◆ Selected text
Since ships only remain in port for a few hours, I didn’t get a chance to actually visit the island of Nevis during my real trip. I was able to visit it here in the sim and was pleased by the continued presence of luscious greenery though.
Streaking into San Juan
What was the real showstopper of the cruise in terms of scale was that of Puerto Rico, and it remains the same in Flight Simulator. As one of the largest islands in the Caribbean, this American overseas territory is home to 2 million people. The difference in cultural influence and GDP is highly visible, as San Juan, the island’s capital and where my ship docked, is covered in skyscrapers and large building complexes. The urban sprawl has been captured well in Microsoft Flight Simulator. This really is in stark contrast to any of the other islands, which are pretty humble by comparison.
I came to San Juan here in the sim with a goal in mind. On the actual cruise, I spotted the small Luis Airport from the top deck of the ship. It offered a great vantage point to watch the planes and take off from. Thus, I wanted to try landing here myself with the sim. After this, I decided to take the drone cam and do some exploration of San Juan itself.
On the cruise, this was the shortest port stay by far, coming in at about four or five hours. So, I didn’t get to really see too much of San Juan while I was there. I did get to see some of the beautiful Spanish colonial architecture though. It reminded me of another city—Cuenca, Ecuador. I lived there for two years, and it remains my favorite place on the planet. So San Juan charmed me in that aspect, and its rendition here in Flight Simulator in terms of the whole island is quite gorgeous.
Taking on Grand Turk
Moving on from the largest port of call, we now have the tiniest port. The little island of Grand Turk. It’s so small, I was able to see the whole thing from the top deck of the cruise ship.
As a part of the Turks and Caicos archipelago, Grand Turk really doesn’t have too much aside from its harbor. It’s mostly a lot of open roads, beautiful beaches, and the salt flats where sea salt is extracted from. While it doesn’t have anywhere near as much stuff to do and see as the other islands, this beautiful little rock looks absolutely gorgeous here in the sim. Its bright turquoise water and the reefs beneath them are even present here in the sim and continue to look stunning.
What was most notable about my actual visit to the Turks and Caicos was that it is, geographically speaking, the most southern point of my country—the Bahamas. The Bahamas and Turks and Caicos used to all belong to the British Crown. The Bahamas opted to gain its independence in the 1970s, but the Turks and Caicos decided to stay. Nevertheless, relations between the two nations continue to be strong. There continue to be regular flights between the capital cities of each nation to this day.
Finding freedom again in Microsoft Flight Simulator
Thanks to Microsoft Flight Simulator, it’s been a joy seeing these spots again, but it feels different right now. Still, it’s extremely liberating to be able to load up the sim and explore the world. At a time when real travel is mostly for emergency purposes, I love flight simulation now more than ever.
After my trip through the Caribbean, I headed south to check out my self-declared second and third homes of Ecuador and Peru. They look as beautiful as I remember. And right now, I’m currently flying over Oregon, on my way north to Alaska—just for the fun of it. I have no idea when I’ll physically be able to travel again. Thus, this simulator has come at the best possible time.

◆ Information

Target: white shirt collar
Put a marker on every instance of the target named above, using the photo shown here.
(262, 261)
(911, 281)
...
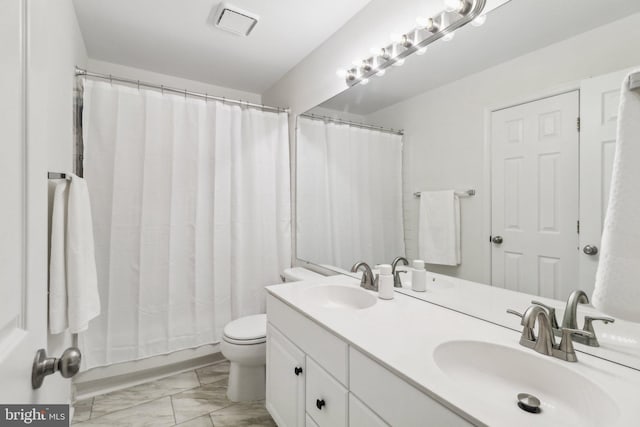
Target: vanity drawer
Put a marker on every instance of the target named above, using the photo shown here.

◆ Exercise goal
Reproduce word for word the passage of the Caribbean Flight Simulator text that begins with the words "Finding freedom again" and ends with "best possible time.".

◆ Solved exercise
Finding freedom again in Microsoft Flight Simulator
Thanks to Microsoft Flight Simulator, it’s been a joy seeing these spots again, but it feels different right now. Still, it’s extremely liberating to be able to load up the sim and explore the world. At a time when real travel is mostly for emergency purposes, I love flight simulation now more than ever.
After my trip through the Caribbean, I headed south to check out my self-declared second and third homes of Ecuador and Peru. They look as beautiful as I remember. And right now, I’m currently flying over Oregon, on my way north to Alaska—just for the fun of it. I have no idea when I’ll physically be able to travel again. Thus, this simulator has come at the best possible time.